__To be done__:
a – In the passage on Breguet, print everything from "It does. And" down to "statement of relevance.".
b – According to the passage on Breguet, which prize did the Classique Souscription win?
== Supplied text
Every mechanical watch made today owes something to Abraham-Louis Breguet. The tourbillon, the overcoil hairspring, the first self-winding mechanism, the pare-chute shock protection system, the gong spring for minute repeaters. Breguet did not merely contribute to the development of watchmaking. He invented much of its vocabulary. His influence on the field is so pervasive that it is easy to forget that the brand bearing his name still exists and still makes watches.
It does. And under Swatch Group ownership since 1999, Breguet has been quietly rebuilding itself into one of the most technically ambitious manufactures in Switzerland. The brand celebrated its 250th anniversary in 2025 with a collection of new releases that included the Classique Souscription, which won the Grand Prix de l’Aiguille d’Or at the Grand Prix d’Horlogerie de Genève, the industry’s highest honor. For a brand that many casual watch buyers cannot name, that is a remarkable statement of relevance.
====
== Extracted information
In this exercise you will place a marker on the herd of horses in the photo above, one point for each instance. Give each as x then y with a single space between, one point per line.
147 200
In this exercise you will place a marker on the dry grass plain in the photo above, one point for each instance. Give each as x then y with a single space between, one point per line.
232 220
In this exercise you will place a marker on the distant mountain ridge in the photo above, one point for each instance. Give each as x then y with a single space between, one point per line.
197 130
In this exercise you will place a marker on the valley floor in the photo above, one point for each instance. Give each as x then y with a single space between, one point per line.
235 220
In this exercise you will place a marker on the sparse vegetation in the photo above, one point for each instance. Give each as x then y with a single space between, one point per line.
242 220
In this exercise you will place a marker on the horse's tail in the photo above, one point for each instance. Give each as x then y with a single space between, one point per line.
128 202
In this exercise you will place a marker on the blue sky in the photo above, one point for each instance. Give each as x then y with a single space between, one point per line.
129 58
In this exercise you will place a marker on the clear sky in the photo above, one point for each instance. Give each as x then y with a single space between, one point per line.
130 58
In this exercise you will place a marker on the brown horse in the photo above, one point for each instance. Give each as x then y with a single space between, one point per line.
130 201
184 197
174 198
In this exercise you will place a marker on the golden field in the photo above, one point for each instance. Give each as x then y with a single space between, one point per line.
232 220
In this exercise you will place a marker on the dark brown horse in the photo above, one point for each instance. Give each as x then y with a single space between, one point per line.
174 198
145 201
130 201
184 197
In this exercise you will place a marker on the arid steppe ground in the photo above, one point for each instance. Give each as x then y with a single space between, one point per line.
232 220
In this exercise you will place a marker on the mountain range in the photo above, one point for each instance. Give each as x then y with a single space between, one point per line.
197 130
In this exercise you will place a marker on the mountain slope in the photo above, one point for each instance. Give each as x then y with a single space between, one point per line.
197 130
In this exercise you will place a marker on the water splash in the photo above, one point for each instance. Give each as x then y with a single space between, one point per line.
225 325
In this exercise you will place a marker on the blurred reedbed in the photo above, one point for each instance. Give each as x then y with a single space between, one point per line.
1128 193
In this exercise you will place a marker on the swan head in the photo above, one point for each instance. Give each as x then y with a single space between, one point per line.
====
__Task-by-task outputs__:
a –
It does. And under Swatch Group ownership since 1999, Breguet has been quietly rebuilding itself into one of the most technically ambitious manufactures in Switzerland. The brand celebrated its 250th anniversary in 2025 with a collection of new releases that included the Classique Souscription, which won the Grand Prix de l’Aiguille d’Or at the Grand Prix d’Horlogerie de Genève, the industry’s highest honor. For a brand that many casual watch buyers cannot name, that is a remarkable statement of relevance.

b – The Grand Prix de l'Aiguille d'Or at the Grand Prix d'Horlogerie de Genève.